## Kutipan Sumber
------------------------------------------------------------

Pagelaran pesta demokrasi mahasiswa FH memasuki babak baru. Muncul dualisme BEM dan DPM

Sepuluh hari jelang pergantian tahun ke 2021. Maryati Bachtiar Wakil Dekan bidang Kemahasiswaan, Kerjasama dan Alumni Fakultas Hukum Universitas Riau (FH UNRI) keluarkan surat nomor 11470/UN19.5.1.1.9/KM2020.

Surat itu berisi sikap pimpinan fakultas soal kegaduhan Pemilihan Raya (Pemira) FH yang bergulir sejak Oktober tahun lalu.  Berimbas munculnya dualisme lembaga eksekutif dan legislatif mahasiswa di fakultas yang baru saja rayakan hari jadi ke-19 tahunnya.

Dua poin yang disampaikan dalam surat itu: imbauan untuk tak melakukan aktivitas apapun, sebab Badan Eksekutif Mahasiswa (BEM) dan Dewan Perwakilan Mahasiswa (DPM) FH UNRI belum disahkan.

Maryati juga mengimbau agar media sosial milik BEM dan DPM tak digunakan sebelum adanya perdamaian antara semua pihak terkait. Kedua imbauan berlaku hingga polemik selesai. Lebih jauh, Maryati tak mau angkat bicara sampai adanya perdamaian.

Tiga minggu berselang setelah surat itu terbit, tepat 13 januari Maryati gelar mediasi bagi kedua kubu. Keduanya masih sama-sama ngotot paling benar. Belum ada titik perdamaian.

------------------------------------------------------------

## Data Mentah

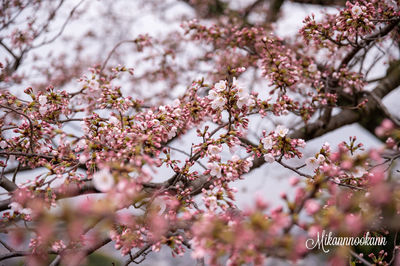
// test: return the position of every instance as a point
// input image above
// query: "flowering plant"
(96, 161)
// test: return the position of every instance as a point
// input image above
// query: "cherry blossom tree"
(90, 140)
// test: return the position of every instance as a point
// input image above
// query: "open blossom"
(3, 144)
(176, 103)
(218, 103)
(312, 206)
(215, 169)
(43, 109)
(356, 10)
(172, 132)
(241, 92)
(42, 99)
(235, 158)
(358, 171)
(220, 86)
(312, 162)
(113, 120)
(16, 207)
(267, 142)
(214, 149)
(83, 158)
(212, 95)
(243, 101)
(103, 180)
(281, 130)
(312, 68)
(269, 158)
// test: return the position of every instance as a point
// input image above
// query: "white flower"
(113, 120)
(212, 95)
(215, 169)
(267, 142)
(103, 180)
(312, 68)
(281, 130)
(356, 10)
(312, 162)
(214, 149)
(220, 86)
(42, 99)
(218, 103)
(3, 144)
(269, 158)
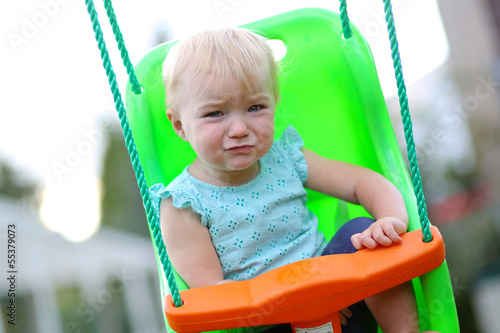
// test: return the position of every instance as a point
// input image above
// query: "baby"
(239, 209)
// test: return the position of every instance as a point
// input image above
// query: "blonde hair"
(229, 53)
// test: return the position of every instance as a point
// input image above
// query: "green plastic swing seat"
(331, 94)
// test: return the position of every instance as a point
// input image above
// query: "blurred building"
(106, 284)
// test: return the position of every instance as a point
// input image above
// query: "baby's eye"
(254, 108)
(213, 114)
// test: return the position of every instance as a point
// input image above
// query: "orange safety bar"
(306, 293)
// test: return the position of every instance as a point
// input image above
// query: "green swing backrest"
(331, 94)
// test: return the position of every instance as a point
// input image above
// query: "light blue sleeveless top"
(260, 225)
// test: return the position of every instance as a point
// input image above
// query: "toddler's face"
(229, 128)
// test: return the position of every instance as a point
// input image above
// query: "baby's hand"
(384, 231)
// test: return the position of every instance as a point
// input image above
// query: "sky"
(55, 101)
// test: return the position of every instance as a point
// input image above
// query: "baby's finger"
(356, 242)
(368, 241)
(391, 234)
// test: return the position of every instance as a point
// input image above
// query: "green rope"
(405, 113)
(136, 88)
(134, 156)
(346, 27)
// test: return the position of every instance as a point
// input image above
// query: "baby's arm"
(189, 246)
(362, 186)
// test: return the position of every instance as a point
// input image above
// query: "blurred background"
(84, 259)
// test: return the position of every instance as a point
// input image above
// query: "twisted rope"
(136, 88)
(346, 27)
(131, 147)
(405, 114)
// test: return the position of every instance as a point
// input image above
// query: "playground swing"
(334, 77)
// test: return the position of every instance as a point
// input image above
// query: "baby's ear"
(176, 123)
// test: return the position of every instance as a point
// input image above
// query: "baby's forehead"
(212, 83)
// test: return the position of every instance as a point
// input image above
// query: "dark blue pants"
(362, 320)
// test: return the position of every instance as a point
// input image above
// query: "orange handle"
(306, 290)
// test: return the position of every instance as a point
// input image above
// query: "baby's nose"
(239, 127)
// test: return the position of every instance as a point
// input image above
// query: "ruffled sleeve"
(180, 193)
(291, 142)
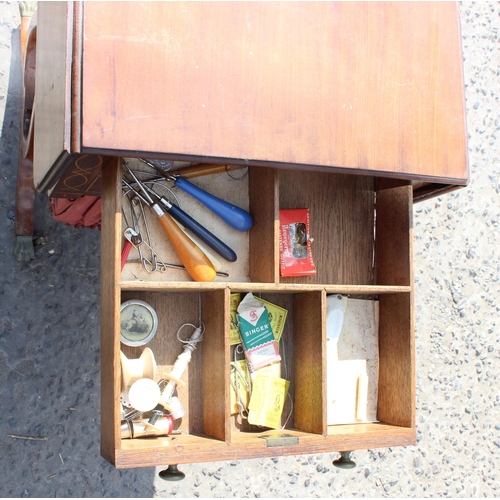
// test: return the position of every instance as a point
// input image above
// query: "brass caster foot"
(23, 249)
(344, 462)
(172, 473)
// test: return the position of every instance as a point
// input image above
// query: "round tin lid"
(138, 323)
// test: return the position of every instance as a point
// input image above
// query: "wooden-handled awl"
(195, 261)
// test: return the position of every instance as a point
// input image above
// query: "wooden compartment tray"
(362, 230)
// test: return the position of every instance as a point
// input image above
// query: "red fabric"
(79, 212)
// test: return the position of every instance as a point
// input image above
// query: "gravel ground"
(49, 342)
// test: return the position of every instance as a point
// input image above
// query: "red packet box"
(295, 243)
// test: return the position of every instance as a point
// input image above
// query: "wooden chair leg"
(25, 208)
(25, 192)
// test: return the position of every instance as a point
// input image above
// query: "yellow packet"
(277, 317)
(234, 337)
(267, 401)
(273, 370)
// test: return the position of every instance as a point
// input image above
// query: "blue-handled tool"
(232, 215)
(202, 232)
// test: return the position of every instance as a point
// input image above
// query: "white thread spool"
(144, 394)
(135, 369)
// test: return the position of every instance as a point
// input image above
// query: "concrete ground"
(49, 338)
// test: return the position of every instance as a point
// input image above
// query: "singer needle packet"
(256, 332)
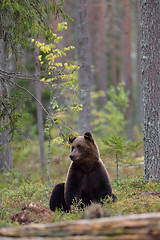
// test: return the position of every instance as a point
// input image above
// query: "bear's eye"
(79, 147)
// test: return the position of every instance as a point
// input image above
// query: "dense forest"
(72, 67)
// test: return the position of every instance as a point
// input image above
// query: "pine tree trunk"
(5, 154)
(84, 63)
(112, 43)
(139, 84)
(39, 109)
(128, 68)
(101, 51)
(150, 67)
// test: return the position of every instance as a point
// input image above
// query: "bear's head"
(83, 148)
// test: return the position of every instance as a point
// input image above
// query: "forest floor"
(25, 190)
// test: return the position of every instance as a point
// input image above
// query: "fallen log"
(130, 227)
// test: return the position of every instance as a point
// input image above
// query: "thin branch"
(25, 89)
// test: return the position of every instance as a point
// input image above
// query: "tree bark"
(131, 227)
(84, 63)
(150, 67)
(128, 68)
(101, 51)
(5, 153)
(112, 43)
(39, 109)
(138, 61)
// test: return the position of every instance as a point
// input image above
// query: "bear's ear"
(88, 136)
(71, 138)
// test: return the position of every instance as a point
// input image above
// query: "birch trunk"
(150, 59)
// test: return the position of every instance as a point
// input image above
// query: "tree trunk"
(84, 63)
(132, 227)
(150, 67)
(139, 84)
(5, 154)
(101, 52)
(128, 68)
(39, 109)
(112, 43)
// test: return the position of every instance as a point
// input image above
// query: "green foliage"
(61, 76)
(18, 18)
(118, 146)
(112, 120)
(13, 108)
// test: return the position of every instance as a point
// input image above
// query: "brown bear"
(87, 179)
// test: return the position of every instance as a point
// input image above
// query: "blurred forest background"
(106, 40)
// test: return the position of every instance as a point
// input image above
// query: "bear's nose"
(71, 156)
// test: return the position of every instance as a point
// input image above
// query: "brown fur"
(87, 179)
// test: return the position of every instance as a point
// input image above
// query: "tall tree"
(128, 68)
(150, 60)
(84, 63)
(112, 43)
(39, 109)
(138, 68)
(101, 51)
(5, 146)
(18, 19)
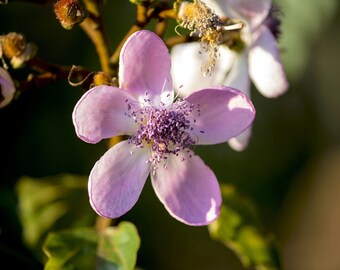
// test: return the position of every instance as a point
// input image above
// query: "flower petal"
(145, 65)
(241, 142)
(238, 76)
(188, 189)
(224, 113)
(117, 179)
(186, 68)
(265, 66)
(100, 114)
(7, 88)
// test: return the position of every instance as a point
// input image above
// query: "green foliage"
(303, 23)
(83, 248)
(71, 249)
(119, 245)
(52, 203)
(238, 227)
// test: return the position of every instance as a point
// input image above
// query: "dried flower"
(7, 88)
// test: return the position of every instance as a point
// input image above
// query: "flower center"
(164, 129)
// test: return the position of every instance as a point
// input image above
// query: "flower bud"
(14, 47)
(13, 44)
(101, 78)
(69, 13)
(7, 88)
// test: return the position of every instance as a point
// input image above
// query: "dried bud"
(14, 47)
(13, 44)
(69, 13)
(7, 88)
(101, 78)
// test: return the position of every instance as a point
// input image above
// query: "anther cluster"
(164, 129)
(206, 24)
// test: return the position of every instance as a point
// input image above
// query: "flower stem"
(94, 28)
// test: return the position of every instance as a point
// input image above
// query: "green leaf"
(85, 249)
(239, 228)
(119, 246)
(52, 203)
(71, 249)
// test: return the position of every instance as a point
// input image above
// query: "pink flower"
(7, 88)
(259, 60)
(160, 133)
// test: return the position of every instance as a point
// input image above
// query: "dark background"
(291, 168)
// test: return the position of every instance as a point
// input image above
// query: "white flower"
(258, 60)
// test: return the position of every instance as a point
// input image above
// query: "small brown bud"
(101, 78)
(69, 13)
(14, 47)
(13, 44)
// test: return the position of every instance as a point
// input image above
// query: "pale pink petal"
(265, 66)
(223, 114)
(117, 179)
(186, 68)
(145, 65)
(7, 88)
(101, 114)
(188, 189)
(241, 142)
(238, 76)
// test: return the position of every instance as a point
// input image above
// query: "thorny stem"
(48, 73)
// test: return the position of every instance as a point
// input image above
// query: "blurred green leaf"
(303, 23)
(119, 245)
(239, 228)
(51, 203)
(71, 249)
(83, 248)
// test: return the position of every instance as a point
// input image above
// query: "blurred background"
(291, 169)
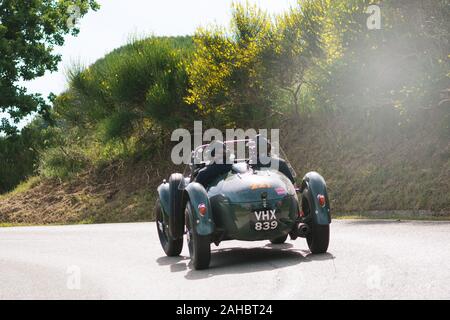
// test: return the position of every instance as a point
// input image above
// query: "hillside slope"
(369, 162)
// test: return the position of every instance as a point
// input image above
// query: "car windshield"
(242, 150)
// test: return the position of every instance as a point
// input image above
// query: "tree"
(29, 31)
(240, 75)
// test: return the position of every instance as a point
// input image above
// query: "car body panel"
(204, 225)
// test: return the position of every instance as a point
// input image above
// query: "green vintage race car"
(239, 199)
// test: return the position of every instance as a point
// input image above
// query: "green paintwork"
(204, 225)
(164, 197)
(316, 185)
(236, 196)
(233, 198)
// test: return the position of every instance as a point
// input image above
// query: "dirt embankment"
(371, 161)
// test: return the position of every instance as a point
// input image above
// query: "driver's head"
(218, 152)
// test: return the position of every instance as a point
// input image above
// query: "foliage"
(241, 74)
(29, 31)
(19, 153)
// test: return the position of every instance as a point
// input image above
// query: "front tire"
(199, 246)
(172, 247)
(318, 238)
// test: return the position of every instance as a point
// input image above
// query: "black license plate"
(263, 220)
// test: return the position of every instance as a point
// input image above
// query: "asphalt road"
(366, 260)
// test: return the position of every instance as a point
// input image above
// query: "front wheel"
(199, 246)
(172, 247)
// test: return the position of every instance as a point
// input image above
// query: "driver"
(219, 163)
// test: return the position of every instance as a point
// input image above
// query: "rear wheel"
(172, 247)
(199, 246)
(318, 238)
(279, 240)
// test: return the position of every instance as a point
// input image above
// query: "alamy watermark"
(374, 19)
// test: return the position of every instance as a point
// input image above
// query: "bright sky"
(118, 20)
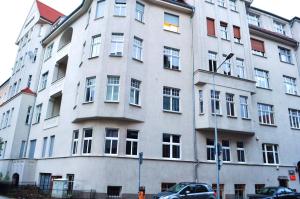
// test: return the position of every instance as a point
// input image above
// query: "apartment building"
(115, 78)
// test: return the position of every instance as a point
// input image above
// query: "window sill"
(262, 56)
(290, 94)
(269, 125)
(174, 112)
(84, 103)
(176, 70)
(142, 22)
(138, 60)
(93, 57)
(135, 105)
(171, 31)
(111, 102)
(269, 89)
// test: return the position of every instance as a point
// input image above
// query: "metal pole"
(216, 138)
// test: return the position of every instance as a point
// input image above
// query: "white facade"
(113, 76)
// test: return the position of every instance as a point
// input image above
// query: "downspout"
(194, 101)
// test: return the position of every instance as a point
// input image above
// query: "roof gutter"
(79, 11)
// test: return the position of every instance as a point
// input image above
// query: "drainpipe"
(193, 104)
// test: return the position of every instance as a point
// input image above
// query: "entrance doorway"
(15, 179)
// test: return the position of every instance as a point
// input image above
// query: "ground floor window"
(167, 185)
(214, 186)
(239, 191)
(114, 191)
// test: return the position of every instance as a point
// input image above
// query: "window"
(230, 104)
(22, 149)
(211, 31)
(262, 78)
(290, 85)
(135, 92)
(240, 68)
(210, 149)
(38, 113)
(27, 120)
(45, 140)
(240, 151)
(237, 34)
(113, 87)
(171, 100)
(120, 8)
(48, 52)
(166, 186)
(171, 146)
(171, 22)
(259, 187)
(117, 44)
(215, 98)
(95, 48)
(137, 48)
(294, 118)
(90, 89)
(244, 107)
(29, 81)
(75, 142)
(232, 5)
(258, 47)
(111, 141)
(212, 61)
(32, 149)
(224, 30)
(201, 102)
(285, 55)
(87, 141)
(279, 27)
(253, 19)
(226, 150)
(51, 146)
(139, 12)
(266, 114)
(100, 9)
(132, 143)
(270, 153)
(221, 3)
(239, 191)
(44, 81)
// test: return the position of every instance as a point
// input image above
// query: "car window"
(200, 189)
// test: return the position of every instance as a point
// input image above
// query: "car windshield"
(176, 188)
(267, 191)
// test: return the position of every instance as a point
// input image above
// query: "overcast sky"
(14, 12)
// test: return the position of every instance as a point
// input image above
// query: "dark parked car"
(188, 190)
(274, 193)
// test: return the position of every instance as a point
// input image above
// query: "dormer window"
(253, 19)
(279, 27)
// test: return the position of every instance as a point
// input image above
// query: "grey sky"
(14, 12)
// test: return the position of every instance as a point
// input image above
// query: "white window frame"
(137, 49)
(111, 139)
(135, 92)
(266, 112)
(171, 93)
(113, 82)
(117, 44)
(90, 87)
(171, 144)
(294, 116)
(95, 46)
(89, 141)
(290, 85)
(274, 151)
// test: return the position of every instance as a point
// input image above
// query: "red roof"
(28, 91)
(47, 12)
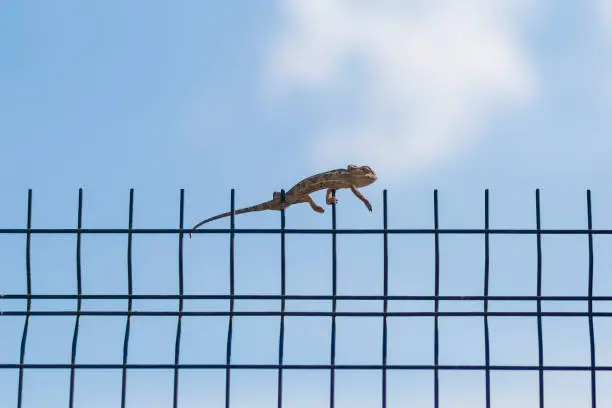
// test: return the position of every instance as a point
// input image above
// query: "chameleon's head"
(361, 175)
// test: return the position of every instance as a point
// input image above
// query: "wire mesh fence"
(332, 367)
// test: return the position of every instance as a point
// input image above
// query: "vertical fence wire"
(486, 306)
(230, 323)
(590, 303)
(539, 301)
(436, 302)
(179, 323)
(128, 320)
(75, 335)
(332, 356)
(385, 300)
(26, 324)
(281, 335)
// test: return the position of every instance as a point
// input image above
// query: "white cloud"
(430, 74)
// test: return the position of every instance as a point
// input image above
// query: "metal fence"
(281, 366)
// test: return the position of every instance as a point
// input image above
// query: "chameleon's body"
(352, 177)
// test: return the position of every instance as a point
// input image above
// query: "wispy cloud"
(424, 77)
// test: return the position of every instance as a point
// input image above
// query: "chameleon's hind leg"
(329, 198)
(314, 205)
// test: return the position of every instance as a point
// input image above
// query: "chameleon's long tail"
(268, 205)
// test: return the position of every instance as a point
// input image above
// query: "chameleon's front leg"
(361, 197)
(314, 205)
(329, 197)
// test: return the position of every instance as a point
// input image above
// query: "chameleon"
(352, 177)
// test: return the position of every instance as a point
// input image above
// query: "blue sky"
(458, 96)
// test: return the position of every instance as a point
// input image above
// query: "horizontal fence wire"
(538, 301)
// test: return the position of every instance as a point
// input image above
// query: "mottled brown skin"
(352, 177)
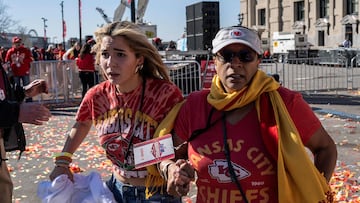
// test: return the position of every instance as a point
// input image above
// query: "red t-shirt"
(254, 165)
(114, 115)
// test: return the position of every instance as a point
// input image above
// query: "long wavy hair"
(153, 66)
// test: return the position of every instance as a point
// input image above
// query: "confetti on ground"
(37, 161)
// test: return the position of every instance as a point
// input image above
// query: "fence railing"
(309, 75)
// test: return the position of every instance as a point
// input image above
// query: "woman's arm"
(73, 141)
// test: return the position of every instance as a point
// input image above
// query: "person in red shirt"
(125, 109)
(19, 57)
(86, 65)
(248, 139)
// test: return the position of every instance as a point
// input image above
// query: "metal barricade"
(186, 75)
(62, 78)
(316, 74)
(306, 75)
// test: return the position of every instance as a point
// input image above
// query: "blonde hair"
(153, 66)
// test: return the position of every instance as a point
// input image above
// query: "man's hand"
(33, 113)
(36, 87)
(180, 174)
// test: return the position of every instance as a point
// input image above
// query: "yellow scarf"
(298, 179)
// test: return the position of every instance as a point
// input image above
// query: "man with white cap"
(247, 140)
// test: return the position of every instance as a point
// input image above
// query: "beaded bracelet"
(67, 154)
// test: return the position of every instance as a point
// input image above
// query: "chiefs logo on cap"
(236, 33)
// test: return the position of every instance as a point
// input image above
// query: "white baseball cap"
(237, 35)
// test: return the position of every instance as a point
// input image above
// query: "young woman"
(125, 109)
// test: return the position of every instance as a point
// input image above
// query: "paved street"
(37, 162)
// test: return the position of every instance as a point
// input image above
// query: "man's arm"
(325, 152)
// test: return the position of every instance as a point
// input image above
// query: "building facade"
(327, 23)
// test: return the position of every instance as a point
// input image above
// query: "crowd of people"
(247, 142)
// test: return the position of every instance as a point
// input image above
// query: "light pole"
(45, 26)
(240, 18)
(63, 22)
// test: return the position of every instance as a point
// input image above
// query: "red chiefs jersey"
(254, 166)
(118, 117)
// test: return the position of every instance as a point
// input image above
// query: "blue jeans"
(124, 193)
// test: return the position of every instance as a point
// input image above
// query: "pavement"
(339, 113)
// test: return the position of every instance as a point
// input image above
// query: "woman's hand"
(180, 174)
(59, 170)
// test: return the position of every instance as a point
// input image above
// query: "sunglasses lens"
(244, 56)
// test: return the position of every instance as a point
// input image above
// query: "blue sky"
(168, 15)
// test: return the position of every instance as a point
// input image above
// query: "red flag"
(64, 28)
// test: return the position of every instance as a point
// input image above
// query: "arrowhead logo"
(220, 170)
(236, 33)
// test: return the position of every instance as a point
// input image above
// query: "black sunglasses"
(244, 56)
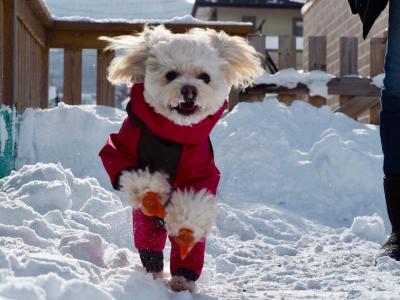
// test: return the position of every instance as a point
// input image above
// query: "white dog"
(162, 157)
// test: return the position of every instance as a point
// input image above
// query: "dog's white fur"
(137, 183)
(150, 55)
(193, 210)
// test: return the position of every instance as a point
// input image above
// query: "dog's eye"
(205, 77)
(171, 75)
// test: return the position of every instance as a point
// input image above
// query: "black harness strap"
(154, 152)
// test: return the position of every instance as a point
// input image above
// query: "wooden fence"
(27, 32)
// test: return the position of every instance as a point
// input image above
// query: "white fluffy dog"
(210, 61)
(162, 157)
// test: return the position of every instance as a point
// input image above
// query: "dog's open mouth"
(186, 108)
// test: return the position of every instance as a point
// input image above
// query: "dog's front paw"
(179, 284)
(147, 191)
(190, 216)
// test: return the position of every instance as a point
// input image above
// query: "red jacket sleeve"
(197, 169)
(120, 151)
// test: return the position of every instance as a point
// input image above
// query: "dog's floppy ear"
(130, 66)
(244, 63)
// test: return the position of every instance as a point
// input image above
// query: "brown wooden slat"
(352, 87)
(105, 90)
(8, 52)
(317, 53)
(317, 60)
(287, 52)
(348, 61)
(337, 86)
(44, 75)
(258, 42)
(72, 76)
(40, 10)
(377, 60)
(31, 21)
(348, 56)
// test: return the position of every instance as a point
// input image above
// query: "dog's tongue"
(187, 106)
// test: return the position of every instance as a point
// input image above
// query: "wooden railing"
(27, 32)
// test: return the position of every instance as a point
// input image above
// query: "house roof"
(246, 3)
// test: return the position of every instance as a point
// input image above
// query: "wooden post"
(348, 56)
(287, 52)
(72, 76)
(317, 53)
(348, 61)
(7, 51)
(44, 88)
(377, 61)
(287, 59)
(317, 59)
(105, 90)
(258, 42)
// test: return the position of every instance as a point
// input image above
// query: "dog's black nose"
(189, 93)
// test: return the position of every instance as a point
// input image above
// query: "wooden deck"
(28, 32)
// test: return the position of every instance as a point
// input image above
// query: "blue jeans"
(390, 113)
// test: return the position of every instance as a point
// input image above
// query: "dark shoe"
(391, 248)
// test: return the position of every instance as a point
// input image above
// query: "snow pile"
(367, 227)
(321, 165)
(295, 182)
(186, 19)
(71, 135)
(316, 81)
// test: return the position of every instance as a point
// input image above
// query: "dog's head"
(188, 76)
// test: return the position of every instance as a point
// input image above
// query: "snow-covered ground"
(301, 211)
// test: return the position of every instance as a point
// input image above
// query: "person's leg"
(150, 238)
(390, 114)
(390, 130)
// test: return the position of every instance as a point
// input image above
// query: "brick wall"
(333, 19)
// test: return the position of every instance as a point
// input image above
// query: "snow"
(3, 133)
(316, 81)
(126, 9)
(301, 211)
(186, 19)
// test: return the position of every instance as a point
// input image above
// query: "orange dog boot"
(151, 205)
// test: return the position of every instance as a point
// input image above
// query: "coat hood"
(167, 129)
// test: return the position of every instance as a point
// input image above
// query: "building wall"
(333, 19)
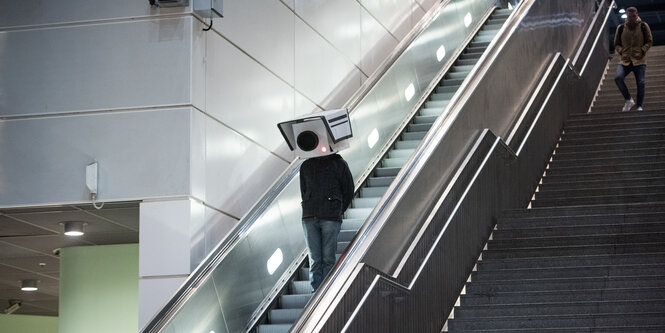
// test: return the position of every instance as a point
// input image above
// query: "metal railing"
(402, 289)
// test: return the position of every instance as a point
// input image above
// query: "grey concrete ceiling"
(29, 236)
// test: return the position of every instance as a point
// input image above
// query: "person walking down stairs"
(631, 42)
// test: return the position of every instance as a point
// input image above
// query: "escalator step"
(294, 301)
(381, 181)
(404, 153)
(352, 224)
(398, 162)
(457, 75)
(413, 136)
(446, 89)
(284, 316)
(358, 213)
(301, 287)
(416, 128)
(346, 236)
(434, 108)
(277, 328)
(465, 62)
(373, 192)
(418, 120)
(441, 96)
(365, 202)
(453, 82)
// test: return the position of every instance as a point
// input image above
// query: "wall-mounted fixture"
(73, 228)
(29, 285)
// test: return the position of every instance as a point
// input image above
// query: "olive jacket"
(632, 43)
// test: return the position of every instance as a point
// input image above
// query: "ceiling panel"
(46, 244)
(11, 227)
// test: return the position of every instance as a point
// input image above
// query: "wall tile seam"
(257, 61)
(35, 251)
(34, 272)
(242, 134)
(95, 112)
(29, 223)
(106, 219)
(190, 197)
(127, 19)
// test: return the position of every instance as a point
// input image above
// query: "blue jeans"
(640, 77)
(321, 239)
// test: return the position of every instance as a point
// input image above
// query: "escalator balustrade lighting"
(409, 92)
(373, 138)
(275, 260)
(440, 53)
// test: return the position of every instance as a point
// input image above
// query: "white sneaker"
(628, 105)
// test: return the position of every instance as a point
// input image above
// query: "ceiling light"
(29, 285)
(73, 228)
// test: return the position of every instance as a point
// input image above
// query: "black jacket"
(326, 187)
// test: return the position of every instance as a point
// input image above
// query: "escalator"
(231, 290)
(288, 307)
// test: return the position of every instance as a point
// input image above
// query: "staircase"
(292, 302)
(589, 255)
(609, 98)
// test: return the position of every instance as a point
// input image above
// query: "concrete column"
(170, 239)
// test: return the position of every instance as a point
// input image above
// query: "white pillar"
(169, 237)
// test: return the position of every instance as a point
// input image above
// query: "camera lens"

------------------------------------------------------------

## Ketentuan Latihan
(1) Apakah tiap pernyataan berikut sesuai dengan kutipan sumber? Jawab ya atau tidak, lalu kutip persis kata-kata kutipan sumber yang menentukannya.
(a) Surat Wakil Dekan dikeluarkan sepuluh hari menjelang pergantian tahun ke 2021.
(b) Mediasi pada 13 Januari menghasilkan perdamaian di antara kedua kubu.
(c) Kegaduhan Pemira FH bergulir sejak bulan Oktober.
(2) Jawab pertanyaan berikut berdasarkan kutipan sumber:
(a) Apa nomor surat yang dikeluarkan Maryati Bachtiar?
(b) Hari jadi ke berapa yang baru saja dirayakan fakultas itu?
(c) Pada tanggal berapa Maryati menggelar mediasi bagi kedua kubu?
(3) Salin persis bagian kutipan sumber yang dibuka dengan kata-kata "Sepuluh hari jelang" dan ditutup dengan "jadi ke-19 tahunnya.".
Kerjakan semuanya hanya berdasarkan kutipan sumber.

## Jawaban Latihan
(1)
(a) Ya: "Sepuluh hari jelang pergantian tahun ke 2021."
(b) Tidak: "Belum ada titik perdamaian."
(c) Ya: "yang bergulir sejak Oktober tahun lalu"

(2)
(a) 11470/UN19.5.1.1.9/KM2020
(b) Ke-19
(c) 13 Januari

(3)
Sepuluh hari jelang pergantian tahun ke 2021. Maryati Bachtiar Wakil Dekan bidang Kemahasiswaan, Kerjasama dan Alumni Fakultas Hukum Universitas Riau (FH UNRI) keluarkan surat nomor 11470/UN19.5.1.1.9/KM2020.

Surat itu berisi sikap pimpinan fakultas soal kegaduhan Pemilihan Raya (Pemira) FH yang bergulir sejak Oktober tahun lalu.  Berimbas munculnya dualisme lembaga eksekutif dan legislatif mahasiswa di fakultas yang baru saja rayakan hari jadi ke-19 tahunnya.